* Supplied records *
---

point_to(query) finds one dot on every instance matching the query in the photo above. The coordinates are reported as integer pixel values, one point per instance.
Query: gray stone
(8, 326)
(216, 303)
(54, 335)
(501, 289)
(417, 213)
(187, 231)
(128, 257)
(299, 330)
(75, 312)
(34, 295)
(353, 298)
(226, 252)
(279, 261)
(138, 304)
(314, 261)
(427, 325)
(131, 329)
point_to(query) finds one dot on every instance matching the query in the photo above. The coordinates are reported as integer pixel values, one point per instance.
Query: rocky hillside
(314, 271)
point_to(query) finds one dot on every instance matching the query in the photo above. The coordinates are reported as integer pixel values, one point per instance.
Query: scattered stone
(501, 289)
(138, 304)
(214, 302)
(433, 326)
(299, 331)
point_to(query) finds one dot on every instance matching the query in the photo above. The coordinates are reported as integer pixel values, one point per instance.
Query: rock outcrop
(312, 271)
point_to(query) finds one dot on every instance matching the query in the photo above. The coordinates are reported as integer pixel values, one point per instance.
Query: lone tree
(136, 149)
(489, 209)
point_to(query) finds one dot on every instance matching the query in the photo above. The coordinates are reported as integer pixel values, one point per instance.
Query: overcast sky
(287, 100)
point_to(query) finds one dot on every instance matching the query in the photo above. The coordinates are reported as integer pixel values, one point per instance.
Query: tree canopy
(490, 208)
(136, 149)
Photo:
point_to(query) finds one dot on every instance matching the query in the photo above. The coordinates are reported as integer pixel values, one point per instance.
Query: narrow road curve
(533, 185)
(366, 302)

---

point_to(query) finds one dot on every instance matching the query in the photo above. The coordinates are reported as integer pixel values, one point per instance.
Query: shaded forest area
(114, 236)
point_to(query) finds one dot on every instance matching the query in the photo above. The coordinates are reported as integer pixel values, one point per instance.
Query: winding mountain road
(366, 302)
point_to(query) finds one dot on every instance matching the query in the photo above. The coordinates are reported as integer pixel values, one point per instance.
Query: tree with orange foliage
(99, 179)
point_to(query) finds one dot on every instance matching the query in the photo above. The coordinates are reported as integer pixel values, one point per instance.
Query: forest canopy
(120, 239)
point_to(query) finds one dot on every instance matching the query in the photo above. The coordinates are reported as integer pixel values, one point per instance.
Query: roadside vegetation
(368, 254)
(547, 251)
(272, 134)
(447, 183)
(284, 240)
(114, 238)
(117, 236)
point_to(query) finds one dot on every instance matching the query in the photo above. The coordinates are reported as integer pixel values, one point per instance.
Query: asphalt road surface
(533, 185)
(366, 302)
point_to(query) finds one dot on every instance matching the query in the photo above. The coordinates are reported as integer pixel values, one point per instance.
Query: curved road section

---

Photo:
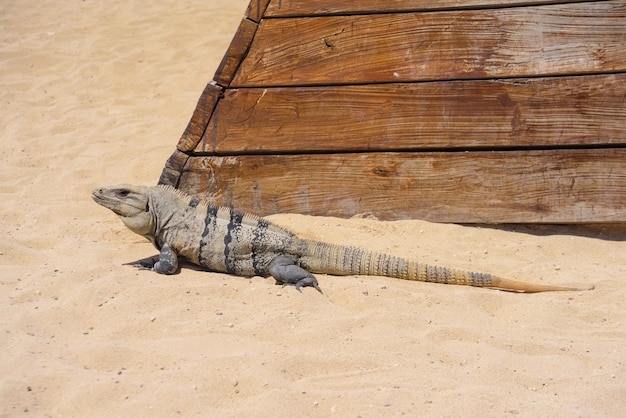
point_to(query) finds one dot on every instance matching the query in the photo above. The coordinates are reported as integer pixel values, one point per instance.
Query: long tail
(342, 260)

---

Count the lines in the material above that contain the string "stone", and reply with the number alone.

2